Copy the entries below word for word, from their very start down through the line containing "47;5;408;310", and stop there.

━━━━━━━━━━━━━━━━━━━━

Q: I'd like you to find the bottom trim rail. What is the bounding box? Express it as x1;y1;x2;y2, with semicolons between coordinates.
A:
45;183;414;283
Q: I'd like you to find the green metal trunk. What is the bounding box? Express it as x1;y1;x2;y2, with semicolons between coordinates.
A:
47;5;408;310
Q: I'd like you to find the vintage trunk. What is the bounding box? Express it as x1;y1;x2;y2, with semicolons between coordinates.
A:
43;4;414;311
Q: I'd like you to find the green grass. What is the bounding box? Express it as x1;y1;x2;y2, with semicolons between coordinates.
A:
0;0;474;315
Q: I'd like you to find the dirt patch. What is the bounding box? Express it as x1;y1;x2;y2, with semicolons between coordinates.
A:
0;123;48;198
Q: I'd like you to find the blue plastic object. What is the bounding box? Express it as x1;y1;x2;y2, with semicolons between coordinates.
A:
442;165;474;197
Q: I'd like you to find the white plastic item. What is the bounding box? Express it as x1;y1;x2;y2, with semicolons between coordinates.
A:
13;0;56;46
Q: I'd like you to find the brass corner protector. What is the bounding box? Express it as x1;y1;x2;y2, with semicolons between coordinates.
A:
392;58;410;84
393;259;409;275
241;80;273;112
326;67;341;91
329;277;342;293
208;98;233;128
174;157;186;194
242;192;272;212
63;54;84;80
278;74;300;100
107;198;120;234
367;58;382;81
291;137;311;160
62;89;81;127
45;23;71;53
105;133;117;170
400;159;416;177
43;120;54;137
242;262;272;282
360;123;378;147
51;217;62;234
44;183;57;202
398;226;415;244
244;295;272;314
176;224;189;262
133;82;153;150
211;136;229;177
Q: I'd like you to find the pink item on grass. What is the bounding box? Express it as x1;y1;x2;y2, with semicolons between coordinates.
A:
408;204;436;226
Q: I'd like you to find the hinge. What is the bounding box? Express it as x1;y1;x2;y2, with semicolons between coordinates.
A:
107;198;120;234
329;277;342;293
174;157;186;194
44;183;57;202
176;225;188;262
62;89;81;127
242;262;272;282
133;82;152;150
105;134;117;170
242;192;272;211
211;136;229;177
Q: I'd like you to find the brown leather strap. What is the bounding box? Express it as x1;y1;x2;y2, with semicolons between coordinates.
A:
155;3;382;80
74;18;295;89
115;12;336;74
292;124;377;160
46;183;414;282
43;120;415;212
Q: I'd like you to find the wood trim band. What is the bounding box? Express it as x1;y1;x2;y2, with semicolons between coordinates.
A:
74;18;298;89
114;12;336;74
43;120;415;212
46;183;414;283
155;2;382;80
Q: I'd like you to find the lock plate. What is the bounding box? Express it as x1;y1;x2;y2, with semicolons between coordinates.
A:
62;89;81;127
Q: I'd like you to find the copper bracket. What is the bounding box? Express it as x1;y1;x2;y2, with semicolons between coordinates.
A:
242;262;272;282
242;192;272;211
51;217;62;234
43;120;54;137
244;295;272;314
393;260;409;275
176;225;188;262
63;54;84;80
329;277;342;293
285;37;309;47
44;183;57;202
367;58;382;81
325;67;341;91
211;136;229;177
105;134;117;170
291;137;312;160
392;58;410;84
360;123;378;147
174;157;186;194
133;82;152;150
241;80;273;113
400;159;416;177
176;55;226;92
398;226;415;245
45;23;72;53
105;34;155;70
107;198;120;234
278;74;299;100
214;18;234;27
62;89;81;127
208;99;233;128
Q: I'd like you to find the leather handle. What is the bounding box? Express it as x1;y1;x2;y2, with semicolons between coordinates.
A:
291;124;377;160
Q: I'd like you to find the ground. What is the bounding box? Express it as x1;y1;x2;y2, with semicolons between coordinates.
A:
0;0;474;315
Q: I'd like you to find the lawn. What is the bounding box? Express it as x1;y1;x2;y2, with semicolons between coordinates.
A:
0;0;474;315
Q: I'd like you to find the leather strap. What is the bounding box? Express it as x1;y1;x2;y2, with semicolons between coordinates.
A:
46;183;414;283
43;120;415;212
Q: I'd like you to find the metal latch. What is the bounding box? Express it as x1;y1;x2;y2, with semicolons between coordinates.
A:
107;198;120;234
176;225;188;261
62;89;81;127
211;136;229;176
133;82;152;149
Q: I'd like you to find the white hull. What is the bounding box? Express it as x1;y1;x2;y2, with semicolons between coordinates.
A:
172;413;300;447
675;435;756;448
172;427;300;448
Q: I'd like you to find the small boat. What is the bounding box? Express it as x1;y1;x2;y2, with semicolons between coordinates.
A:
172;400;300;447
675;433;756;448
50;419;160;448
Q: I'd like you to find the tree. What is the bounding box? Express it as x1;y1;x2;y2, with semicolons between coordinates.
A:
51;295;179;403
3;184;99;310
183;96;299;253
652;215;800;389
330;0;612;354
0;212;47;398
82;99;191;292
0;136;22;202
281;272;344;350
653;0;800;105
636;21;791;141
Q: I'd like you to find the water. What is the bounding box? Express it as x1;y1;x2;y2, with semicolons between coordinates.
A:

━━━━━━━━━━━━━━━━━━━━

▶ [WRITTEN SOLUTION]:
Q: I'd like you to find the bottom trim rail. What is the bounding box? Express it as x1;y1;x2;y2, with semicolons between coordinates.
A:
45;183;414;283
Q: I'd like you to find the green metal trunk. What is the bounding box? Express it as x1;y1;x2;y2, with semicolons between coordinates.
A:
47;5;408;310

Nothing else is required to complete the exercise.